_Objective_. Format the stretch of lines below, from the line containing "Target: green tree" through the line containing "Target: bridge arch", as a JSON list of strings with one string per line and blank lines omitted. Include both end lines.

_Data shown_.
>>

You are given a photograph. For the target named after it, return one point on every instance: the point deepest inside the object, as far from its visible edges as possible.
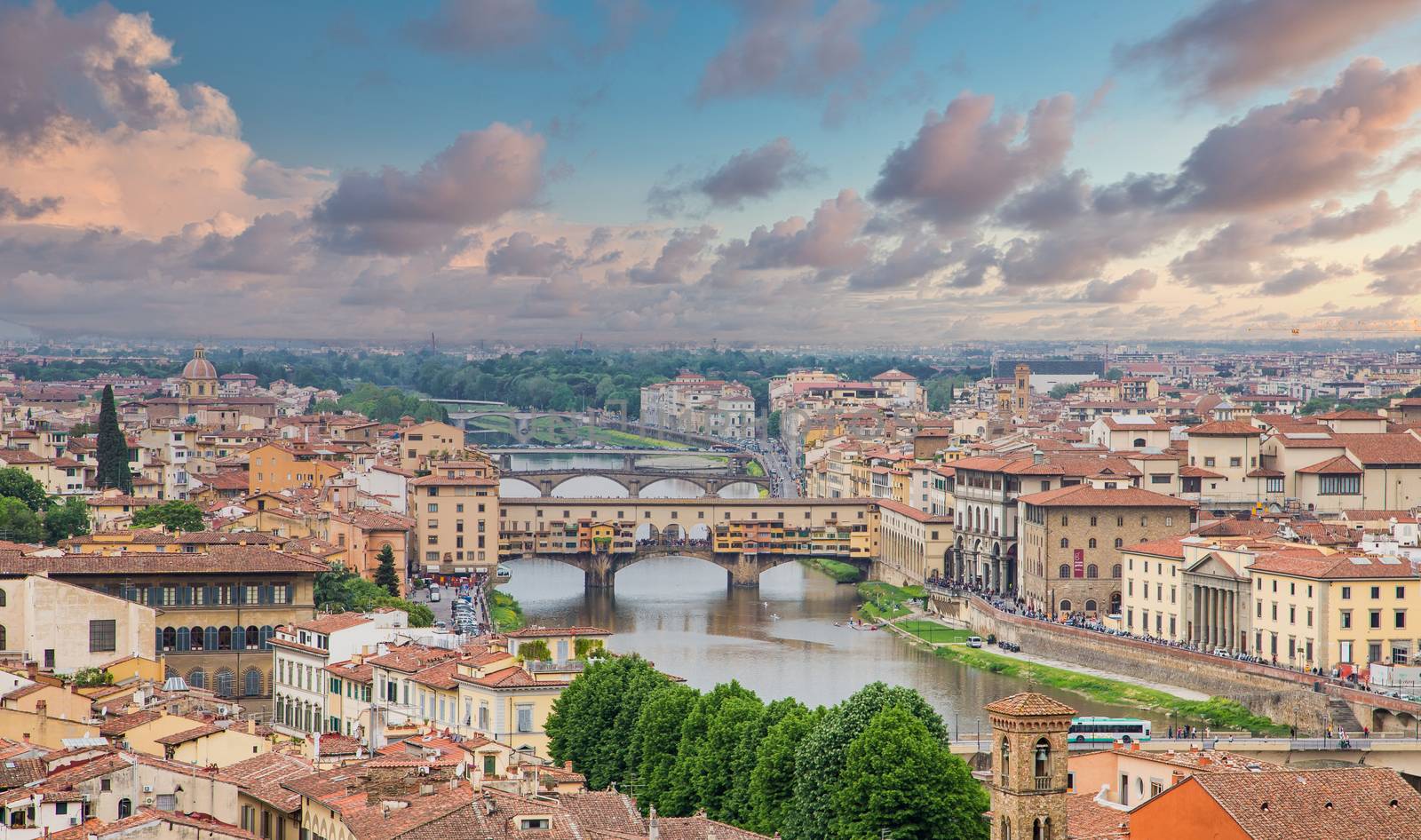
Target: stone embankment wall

<<
>>

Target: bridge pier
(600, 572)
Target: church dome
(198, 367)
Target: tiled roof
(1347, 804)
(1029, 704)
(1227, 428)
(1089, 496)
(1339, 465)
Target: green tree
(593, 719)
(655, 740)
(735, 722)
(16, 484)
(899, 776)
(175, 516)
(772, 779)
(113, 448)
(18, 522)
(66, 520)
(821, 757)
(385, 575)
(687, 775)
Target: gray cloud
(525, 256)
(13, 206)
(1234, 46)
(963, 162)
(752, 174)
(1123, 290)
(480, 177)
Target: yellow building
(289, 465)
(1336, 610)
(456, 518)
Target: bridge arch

<<

_Exercise result_.
[
  "Target: green tree",
  "(593, 719)",
  "(655, 740)",
  "(735, 722)",
  "(16, 484)",
  "(899, 776)",
  "(175, 516)",
  "(772, 779)",
  "(113, 448)",
  "(18, 522)",
  "(66, 520)",
  "(821, 757)",
  "(385, 575)",
  "(687, 775)",
  "Target: gray cloud",
  "(525, 256)",
  "(13, 206)",
  "(1234, 46)",
  "(963, 162)",
  "(752, 174)",
  "(1123, 290)",
  "(480, 177)",
  "Target: yellow building",
  "(289, 465)",
  "(1336, 610)",
  "(456, 518)",
  "Target: bridge arch"
]